• **Source text**
++++
Correlated subqueries

#71 · October 30, 2020, 2:13 pm

Quote from Erwin on October 30, 2020, 2:13 pm

Quote from Dave Voorhis on October 30, 2020, 10:20 am

Quote from Erwin on October 30, 2020, 7:53 am

Quote from Jake Wheat on October 30, 2020, 7:08 am

Quote from Erwin on October 29, 2020, 9:28 pm

And FWIW, here's how RANK is a shorthand for a combo of basic constructs already present in any language that can validly claim to be TTM-conformant :

And to head off at the pass silly remarks like "that's not how I would implement it" : that's not how I would implement it either. This explanation merely serves to explain/define ***SEMANTICS***.

So if rank is enough to model all window functions, from what you say here, rank can be derived from standard relational algebra operations, so window functions can be derived from standard relational algebra operations (no new 'axiom operator' needs to be introduced, if that's the right phrase). I think that's pretty unexpected (in a good way).

Yes and no.

First, it depends on whose "standard" RA you're referring to. With TTM's it can, but there are those people who do not condone RVA's, so this definition for RANK is not available to them in their algebra.
++++
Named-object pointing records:

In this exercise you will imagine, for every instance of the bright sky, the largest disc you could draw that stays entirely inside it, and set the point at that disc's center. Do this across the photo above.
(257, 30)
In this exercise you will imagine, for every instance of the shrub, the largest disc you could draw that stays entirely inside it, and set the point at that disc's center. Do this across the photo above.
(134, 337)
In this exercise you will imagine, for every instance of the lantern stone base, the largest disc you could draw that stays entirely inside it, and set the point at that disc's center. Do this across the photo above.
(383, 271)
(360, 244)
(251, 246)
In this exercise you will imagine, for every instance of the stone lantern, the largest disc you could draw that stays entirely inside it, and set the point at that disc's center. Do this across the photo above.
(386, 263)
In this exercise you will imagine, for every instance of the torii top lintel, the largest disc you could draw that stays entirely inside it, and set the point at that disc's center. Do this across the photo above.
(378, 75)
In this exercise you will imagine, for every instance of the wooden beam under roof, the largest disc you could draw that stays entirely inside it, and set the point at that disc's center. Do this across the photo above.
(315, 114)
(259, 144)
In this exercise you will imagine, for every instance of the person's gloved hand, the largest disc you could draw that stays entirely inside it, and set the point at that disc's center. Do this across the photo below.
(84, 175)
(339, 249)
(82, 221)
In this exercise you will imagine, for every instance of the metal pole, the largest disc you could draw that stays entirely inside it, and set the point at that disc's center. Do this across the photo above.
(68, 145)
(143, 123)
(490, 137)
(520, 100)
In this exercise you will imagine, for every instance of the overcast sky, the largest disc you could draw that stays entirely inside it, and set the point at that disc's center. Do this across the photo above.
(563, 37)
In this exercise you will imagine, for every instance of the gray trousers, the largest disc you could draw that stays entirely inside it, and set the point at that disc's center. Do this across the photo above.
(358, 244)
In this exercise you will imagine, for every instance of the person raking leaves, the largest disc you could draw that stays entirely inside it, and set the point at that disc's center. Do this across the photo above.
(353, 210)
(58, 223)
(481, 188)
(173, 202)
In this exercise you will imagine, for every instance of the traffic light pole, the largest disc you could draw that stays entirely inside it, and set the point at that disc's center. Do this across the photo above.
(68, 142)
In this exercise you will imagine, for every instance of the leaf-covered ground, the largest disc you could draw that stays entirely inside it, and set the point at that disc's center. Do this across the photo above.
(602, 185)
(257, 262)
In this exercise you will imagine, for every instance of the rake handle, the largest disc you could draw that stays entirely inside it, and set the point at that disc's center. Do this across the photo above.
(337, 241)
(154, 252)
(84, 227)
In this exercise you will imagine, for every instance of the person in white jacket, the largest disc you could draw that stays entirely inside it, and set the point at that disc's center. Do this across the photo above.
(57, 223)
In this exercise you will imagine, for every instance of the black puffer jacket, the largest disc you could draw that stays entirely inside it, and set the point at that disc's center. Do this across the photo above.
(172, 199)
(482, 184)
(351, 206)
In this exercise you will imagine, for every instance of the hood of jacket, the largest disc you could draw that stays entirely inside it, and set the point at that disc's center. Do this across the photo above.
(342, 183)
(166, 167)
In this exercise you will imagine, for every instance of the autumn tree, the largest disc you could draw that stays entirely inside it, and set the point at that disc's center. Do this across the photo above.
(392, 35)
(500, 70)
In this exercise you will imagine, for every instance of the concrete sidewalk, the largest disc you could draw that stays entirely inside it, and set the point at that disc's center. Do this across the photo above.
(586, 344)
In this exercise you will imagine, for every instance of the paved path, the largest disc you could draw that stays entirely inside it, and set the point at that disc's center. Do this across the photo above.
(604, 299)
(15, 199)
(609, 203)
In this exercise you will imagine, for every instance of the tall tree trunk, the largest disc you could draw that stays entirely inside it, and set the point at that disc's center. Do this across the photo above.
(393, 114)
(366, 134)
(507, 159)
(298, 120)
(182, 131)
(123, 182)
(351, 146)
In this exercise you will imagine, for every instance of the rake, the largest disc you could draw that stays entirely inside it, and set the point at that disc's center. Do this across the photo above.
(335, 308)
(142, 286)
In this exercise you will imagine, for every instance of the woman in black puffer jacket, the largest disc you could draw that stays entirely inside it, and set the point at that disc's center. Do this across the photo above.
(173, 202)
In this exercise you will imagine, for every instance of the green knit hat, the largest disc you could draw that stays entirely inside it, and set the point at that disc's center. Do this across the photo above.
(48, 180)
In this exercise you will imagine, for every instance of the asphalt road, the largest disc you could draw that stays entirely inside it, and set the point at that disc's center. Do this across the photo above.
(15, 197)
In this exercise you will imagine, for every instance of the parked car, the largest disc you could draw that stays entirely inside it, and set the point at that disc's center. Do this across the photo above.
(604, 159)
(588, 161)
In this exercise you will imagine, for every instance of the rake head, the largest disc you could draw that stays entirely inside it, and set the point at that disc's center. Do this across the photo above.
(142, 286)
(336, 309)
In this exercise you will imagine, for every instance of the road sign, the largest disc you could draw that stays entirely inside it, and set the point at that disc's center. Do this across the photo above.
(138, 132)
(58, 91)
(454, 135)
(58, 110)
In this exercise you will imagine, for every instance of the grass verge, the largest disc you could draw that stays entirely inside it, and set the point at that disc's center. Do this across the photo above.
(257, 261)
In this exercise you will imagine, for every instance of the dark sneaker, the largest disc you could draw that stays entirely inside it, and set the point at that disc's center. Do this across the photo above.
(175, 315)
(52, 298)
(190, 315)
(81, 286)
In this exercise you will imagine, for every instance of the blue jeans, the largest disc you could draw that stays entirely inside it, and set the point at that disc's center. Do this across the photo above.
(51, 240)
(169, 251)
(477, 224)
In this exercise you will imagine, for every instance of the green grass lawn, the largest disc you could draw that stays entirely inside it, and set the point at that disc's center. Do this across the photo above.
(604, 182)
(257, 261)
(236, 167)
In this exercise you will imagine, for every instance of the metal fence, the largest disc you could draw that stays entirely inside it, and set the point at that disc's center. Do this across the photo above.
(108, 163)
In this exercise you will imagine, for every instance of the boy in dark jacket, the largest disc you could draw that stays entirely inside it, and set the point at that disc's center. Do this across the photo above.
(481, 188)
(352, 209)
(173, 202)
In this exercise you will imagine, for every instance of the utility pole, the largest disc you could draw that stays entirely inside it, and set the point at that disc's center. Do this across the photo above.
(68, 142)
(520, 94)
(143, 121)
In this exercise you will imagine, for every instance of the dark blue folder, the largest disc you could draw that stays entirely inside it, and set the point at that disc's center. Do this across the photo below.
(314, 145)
++++
• **Required work**
**1)** How many lines of the records contain the string "rake", with case counting? Give the number alone.
**2)** Can you go on with the forum thread on correlated subqueries from where it stops?

• **Answers given**
**1)** 3

**2)**
Second, if ties are possible and present, then doing something like "WHERE OTHER_RANK == THIS_RANK - 1" (say, in a self-join of a "ranked" relation to itself) to replace, say, LAG(1) or LEAD(1), is still not going to produce ***exactly*** the same results as SQL. SQL will always get you one row, but it's one randomly picked from the set of rows that tied, whereas the "OTHER_RANK == THIS_RANK - 1" trick might get you an empty relation, or one with the entire set of ties.

(And third, I don't know ***all*** window functions so there might still be some crazy beast among them that cannot be tackled this way.)

Indeed. That is why I based user-defined aggregation in Rel on sortable arrays: I can't presume to know what intent, purpose, or need users might have in creating a custom aggregation operator, so my job is only to hand them the most general reasonable (and feasible) facility upon which it can be based. RANK, as you've pointed out, isn't it.

Hmmmmmm. But sorting into an array with a sort spec that potentially leaves ties and no further input to tell the system how to handle them, leaves exactly the same problem.

RANK produces a relation that guarantees that the values for the RANK attribute in all tuples is in the range 1-n (bounds included, n is cardinality of the input) or alternatively 0-n (upper bound excluded). It does ***not*** guarantee that each possible RANK value appears exactly once (that is, the resulting relation is not guaranteed to satisfy a constraint KEY {RANK}). That is only the case if the [set of all] attributes used in the sort spec are a superset of some key the input is known to satisfy. In that case, KEY {RANK} will be satisfied, and in that case, I'd say RANK ***is*** the proper relational abstraction imo. Using arrays does not alter that condition/circumstance.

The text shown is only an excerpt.